-- Opening Marker --
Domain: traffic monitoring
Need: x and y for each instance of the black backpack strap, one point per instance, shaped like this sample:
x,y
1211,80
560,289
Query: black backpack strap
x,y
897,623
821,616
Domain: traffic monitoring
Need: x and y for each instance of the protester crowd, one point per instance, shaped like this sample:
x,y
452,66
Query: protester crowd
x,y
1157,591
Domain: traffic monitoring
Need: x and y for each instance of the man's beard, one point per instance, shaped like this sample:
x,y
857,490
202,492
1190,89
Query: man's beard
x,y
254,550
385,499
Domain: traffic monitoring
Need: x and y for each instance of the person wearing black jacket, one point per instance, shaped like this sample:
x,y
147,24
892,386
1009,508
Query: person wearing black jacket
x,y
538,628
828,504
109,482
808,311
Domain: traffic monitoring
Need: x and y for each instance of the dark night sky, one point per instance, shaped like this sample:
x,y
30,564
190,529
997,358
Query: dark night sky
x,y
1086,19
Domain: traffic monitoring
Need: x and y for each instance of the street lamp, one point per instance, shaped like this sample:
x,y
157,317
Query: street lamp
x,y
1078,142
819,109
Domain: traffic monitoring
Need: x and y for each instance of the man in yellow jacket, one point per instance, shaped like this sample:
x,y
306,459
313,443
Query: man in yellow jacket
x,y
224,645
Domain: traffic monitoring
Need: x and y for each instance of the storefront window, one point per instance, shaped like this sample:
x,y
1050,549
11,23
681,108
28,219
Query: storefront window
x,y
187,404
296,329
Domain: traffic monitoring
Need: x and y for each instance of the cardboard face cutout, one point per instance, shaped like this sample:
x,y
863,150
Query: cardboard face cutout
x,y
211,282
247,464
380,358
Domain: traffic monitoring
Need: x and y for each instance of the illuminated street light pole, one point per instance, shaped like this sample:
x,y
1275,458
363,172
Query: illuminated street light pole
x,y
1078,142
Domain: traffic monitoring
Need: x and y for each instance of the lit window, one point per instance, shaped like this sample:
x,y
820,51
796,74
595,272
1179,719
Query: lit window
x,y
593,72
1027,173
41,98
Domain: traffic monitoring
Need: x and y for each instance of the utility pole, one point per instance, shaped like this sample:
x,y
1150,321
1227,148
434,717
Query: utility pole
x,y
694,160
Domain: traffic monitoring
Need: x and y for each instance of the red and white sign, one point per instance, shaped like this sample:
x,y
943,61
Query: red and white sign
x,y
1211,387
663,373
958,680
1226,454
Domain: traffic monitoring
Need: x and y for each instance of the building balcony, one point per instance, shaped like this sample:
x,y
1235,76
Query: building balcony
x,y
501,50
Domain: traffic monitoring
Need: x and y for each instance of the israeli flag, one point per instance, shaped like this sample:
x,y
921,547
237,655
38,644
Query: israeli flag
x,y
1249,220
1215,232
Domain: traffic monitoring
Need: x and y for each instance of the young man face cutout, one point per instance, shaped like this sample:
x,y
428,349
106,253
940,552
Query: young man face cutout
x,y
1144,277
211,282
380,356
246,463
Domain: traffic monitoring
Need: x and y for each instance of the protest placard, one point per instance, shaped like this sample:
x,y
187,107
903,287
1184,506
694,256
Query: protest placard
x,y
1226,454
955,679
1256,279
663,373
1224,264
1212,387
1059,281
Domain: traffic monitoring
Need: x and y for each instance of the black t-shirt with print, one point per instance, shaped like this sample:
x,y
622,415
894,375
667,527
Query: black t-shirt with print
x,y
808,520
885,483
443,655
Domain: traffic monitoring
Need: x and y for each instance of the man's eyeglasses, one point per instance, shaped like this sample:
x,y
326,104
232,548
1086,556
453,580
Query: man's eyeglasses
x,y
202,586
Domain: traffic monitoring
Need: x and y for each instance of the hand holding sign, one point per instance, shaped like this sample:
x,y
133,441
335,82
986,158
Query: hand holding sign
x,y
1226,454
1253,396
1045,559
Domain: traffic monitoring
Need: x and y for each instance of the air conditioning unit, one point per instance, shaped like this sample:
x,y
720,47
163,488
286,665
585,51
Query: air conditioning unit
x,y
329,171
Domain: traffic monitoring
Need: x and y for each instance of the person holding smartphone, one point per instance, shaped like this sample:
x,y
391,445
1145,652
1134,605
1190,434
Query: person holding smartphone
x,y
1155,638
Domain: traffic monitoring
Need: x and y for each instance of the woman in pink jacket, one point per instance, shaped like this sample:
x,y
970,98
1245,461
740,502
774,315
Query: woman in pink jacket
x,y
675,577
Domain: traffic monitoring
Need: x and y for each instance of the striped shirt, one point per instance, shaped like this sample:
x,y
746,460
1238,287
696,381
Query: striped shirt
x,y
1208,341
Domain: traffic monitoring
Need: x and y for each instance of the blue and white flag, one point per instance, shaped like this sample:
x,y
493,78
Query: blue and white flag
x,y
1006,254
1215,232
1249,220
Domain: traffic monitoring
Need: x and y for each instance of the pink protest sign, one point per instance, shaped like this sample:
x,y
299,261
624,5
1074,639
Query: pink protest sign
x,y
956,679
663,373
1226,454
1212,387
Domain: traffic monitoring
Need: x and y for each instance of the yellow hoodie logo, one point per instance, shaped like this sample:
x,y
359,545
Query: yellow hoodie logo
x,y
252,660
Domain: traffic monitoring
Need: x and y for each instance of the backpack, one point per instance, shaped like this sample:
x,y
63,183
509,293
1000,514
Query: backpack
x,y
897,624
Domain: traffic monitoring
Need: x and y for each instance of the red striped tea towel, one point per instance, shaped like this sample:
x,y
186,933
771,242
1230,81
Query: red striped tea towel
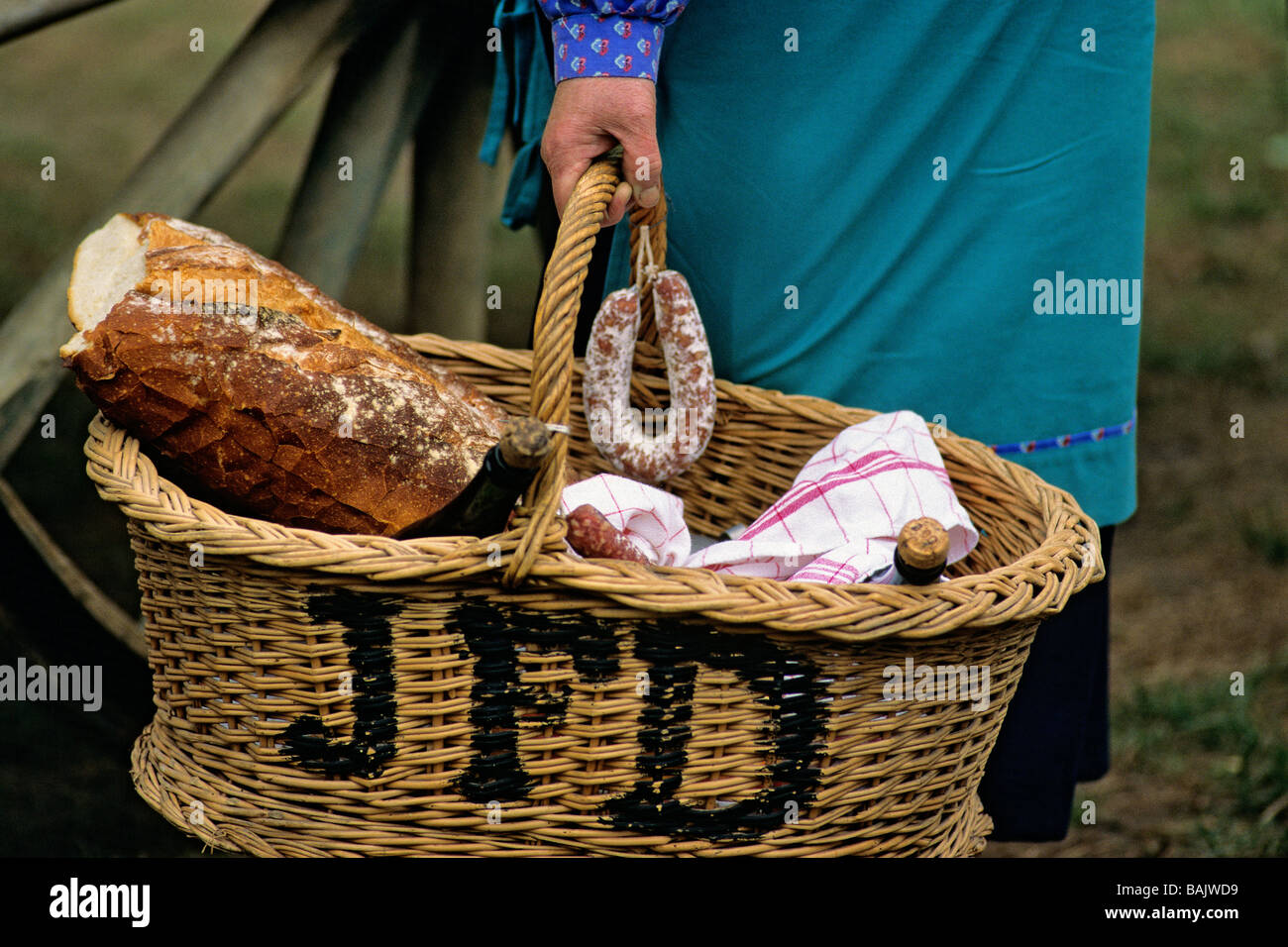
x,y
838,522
-- Closing Marker --
▸ **Task to complete**: Retype all entries above verbatim; no pictures belong in the copy.

▸ **Result of this task**:
Domain: traffic monitoring
Need: x and y for each instance of the black backpack strap, one point per instance, shaped like this sample:
x,y
1211,80
560,289
Query: black backpack strap
x,y
897,623
821,616
Domain: traffic monitoring
Need: x and y for each instance of the protester crowd, one point per instance, shaped like this sample:
x,y
452,66
Query: protester crowd
x,y
1157,591
Domain: traffic monitoring
Need: x and y for each instance of the man's beard, one point per instance, shaped like this sample:
x,y
857,490
202,492
1190,89
Query: man's beard
x,y
254,550
385,499
Domain: traffic monitoring
Need: x and y for each instance of the person wearing black jacket, one point per instance, shaped like this sample:
x,y
147,24
892,386
1009,508
Query: person wearing black jacket
x,y
538,628
828,504
109,482
808,311
Domain: traffic monitoring
Need: x and y for each instance of the dark night sky, one point per instance, shaped like this sample:
x,y
30,564
190,529
997,358
Query: dark night sky
x,y
1086,19
Domain: traffic monitoring
Need: x and y for each instance of the street lamp, one point per instance, shaped like this sample:
x,y
157,317
Query: street lamp
x,y
1078,142
819,109
Domain: traffic monitoring
Need: x and y for each instance of the man in yellow jacket, one point per instance, shaped like this sample:
x,y
306,459
313,443
Query: man in yellow jacket
x,y
224,645
Domain: traffic monitoring
Need: x and y for each instance of the storefront window, one point per instance, shaped like this sample:
x,y
1050,549
11,23
681,108
28,219
Query: storefront window
x,y
187,404
296,329
Domain: traffic monitoring
Need: x and y for each instance of the cardboard face cutout, one point per instance, shaped like this sample:
x,y
863,150
Query: cardboard face cutout
x,y
211,282
247,464
380,358
Domain: traffic monitoring
Need: x and y for each instance of the illuminated street light pole, one point per instance, shaped like this sample:
x,y
1275,458
363,172
Query: illuminated street light pole
x,y
1078,142
Domain: traffic monitoring
Need: x and y for each instance of the lit window, one point per instance, shaped like this sample:
x,y
820,51
796,74
595,272
1179,719
Query: lit window
x,y
593,72
1027,173
41,98
Domain: traffic monitoring
Need: x and y for each instance of the utility pole, one point per instance, shaped like this sample:
x,y
1150,321
1227,148
434,717
Query: utility pole
x,y
694,160
Domain: traffic monitoring
Need: x and y for each instance of the red and white sign, one point per instance, shaped like this sample:
x,y
943,61
Query: red and white sign
x,y
1211,387
663,373
958,680
1226,454
Domain: traffic monitoring
Need: x and y for each instance of the building balcony, one point per instance, shaped like this sample:
x,y
1235,76
Query: building balcony
x,y
501,50
Domain: traffic monitoring
Need: x and y for each instance of the israeli flag, one point per instance, shaped like this sample:
x,y
921,547
237,655
38,644
Query: israeli flag
x,y
1249,220
1215,232
Domain: traffic monitoring
Need: x and y for each instance of the young man face cutout, one point per instance, shaped like this sample:
x,y
428,349
106,253
940,552
Query: young man face cutout
x,y
1144,277
211,282
380,356
246,463
Domain: traffic monitoring
Need: x and y for each instance of the protest placard, one point per instance, shaped like this sample:
x,y
187,107
903,287
1184,506
694,256
Query: protest placard
x,y
1226,454
955,679
1256,279
663,373
1224,264
1212,387
1059,281
Domain: traffic monitoring
Need: x and y for each instance of the black t-shirt with print, one point per instance, shaped like this sample:
x,y
622,415
894,375
667,527
Query: black t-shirt with print
x,y
808,520
885,483
443,655
Domain: traffic monitoring
Need: x and y for each instance of the man's eyeglasses, one point per instance, shaped like this sample:
x,y
326,104
232,548
1086,556
453,580
Query: man's eyeglasses
x,y
202,586
Domain: traffic monitoring
Need: x and y for each instance of the hand holding sign, one point per instance, shaped like this sample:
x,y
133,441
335,82
986,158
Query: hand holding sign
x,y
1226,454
1253,396
1045,559
Domain: traffic monitoring
Need: x and y for each instance of the air conditioning unit, one point per instance, shaped like this sample:
x,y
720,47
163,488
286,665
585,51
Query: air conditioning unit
x,y
329,171
Domain: traffic monitoring
Need: x and y for each instance of the person holding smartphone, one point per instance, shaped like this sample:
x,y
391,445
1145,652
1134,605
1190,434
Query: person holding smartphone
x,y
1155,638
Domain: traffic monitoring
Need: x and y for each instance of the woman in pink jacket, one point per instance, shaped like this sample:
x,y
970,98
1245,461
740,502
774,315
Query: woman in pink jacket
x,y
675,577
Domain: traffic monitoring
Need: x and y for each instance of the striped shirt, one point per instance, shaped like this sample:
x,y
746,460
1238,287
696,381
Query: striped shirt
x,y
1208,341
Domain: traffic monitoring
Need: x and y for each instance of the blue and white flag, one point per instance, shaped like this sample:
x,y
493,78
Query: blue and white flag
x,y
1006,254
1215,232
1249,220
Domain: traffic monitoring
Need: x and y for each instance of the pink protest sign, one point per instance, shaped like this sample:
x,y
299,261
624,5
1074,639
Query: pink protest sign
x,y
956,679
663,373
1226,454
1212,387
Domain: traffic monitoring
Need: x and y for each instance of the yellow hoodie logo, one point per instance, shaped like this sample:
x,y
359,545
Query: yellow hoodie logo
x,y
252,660
Domain: traffic monitoring
Need: x and y for each instance of the backpack, one point per instance, shaped like this sample:
x,y
63,183
509,293
1000,514
Query: backpack
x,y
897,624
Domain: traffic monitoring
Need: x and y for each instance of the red striped tea towel, one point per instance, shaped like this sample:
x,y
186,933
771,242
1230,81
Query: red striped tea towel
x,y
838,522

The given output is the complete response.